___ Data excerpts ___

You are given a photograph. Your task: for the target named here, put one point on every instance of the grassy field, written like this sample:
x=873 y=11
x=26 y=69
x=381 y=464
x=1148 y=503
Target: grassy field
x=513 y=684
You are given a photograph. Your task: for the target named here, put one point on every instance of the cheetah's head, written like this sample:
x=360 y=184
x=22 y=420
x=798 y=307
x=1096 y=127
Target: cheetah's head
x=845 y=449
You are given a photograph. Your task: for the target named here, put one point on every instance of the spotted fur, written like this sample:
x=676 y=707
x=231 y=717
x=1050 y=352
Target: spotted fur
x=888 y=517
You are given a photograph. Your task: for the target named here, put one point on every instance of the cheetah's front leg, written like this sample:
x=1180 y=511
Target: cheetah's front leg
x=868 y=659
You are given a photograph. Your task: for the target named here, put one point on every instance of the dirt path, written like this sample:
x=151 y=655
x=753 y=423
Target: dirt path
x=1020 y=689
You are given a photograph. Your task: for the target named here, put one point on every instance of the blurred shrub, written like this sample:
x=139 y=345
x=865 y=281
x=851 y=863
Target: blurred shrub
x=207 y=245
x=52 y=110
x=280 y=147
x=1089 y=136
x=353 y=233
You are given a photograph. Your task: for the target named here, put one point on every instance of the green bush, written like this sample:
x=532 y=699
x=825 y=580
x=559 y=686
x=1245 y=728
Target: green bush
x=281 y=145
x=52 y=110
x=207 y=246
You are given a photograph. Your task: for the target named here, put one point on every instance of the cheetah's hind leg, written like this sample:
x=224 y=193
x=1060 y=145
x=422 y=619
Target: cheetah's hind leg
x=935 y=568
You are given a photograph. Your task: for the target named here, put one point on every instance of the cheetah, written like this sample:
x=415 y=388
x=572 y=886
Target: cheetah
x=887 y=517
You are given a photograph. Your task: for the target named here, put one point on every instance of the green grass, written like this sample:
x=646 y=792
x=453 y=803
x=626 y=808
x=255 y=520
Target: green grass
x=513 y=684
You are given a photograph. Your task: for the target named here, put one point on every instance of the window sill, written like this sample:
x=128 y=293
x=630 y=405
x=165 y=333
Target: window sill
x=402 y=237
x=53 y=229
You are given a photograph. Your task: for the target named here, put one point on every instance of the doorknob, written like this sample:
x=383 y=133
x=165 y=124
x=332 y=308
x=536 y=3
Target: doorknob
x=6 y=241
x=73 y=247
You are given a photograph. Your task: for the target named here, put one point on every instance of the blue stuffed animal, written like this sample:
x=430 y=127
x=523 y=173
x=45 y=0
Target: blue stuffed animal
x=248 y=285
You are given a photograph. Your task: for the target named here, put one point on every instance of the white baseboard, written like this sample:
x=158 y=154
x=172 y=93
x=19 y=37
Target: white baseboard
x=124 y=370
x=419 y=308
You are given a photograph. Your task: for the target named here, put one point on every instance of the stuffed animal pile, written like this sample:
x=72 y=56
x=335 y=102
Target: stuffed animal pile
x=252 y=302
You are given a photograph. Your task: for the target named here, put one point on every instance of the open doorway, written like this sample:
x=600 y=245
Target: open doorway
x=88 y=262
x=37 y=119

___

Task brief = Retype every entry, keeping each character as it was.

Reply =
You are given a photograph. Your task: for the target named here, put one point on every instance of the grassy field, written like this sample:
x=873 y=11
x=26 y=69
x=381 y=464
x=1148 y=503
Target: grassy field
x=513 y=684
You are given a photograph. Your task: for the target named here, put one point on every instance of the cheetah's head, written like this sample:
x=360 y=184
x=22 y=420
x=798 y=307
x=1096 y=127
Target: cheetah's head
x=845 y=449
You are given a photograph. Your task: for the target named here, put one point on every instance of the spotted fur, written like this sample:
x=676 y=707
x=231 y=717
x=1050 y=352
Target: spotted fur
x=888 y=517
You are given a photograph. Your task: for the target named here, put one point on every instance of the cheetah's front leg, written like this sample:
x=1180 y=511
Target: cheetah's front leg
x=868 y=659
You are given a photograph. Your task: for the target named here, put one point on every instance of the dirt path, written like this sample:
x=151 y=655
x=753 y=423
Target: dirt path
x=1020 y=689
You are given a photograph. Your task: for the target named here, put one point on every instance of the blurred shrub, written like this sample:
x=139 y=345
x=865 y=281
x=851 y=863
Target: blurred shrub
x=207 y=245
x=52 y=110
x=280 y=147
x=1089 y=136
x=353 y=233
You are given a photograph. Your task: for the target named here, put one point on every instance of the green bush, written like this sample:
x=532 y=699
x=825 y=580
x=559 y=686
x=1245 y=728
Target: green bush
x=281 y=145
x=52 y=110
x=207 y=246
You are given a photograph. Your task: for the target named here, put one point on every instance of the cheetah's hind leg, written like this sample:
x=224 y=193
x=1060 y=145
x=422 y=619
Target: cheetah's hind leg
x=935 y=568
You are given a photograph. Your task: for the target named here, put one point on every instance of the cheetah, written like this sample:
x=415 y=388
x=572 y=886
Target: cheetah
x=887 y=517
You are given a photograph. Your task: for the target named here, put one point on every instance of the green grass, written like this sample:
x=646 y=792
x=453 y=803
x=626 y=808
x=255 y=520
Target: green grass
x=513 y=684
You are given a photograph. Your task: for the target named here, put one point on every instance of the window sill, written like this sample:
x=128 y=293
x=630 y=405
x=165 y=333
Target: window sill
x=402 y=237
x=53 y=229
You are given a photograph. Your task: for the target named here, put one point on every instance of the doorknob, written like this sample:
x=383 y=133
x=165 y=124
x=332 y=308
x=536 y=3
Target: doorknob
x=6 y=241
x=73 y=247
You are given a photograph. Your task: for the target named here, put one point on every instance of the blue stuffed animal, written like this sample:
x=430 y=127
x=523 y=173
x=45 y=0
Target: blue stuffed animal
x=248 y=285
You are given a photograph. Your task: for the target named here, put one point on every instance of the white baseboard, written like this sample:
x=158 y=154
x=172 y=93
x=19 y=37
Target: white baseboard
x=124 y=370
x=419 y=308
You are given a photograph. Your task: for the target named here, put one point on every instance of the stuffed animal pile, written like this sample:
x=72 y=56
x=335 y=102
Target: stuffed animal pile
x=252 y=302
You are given a photograph. Your task: for the target named here, put one point on every instance of the open doorway, written like this sample:
x=600 y=245
Target: open doorway
x=88 y=262
x=37 y=119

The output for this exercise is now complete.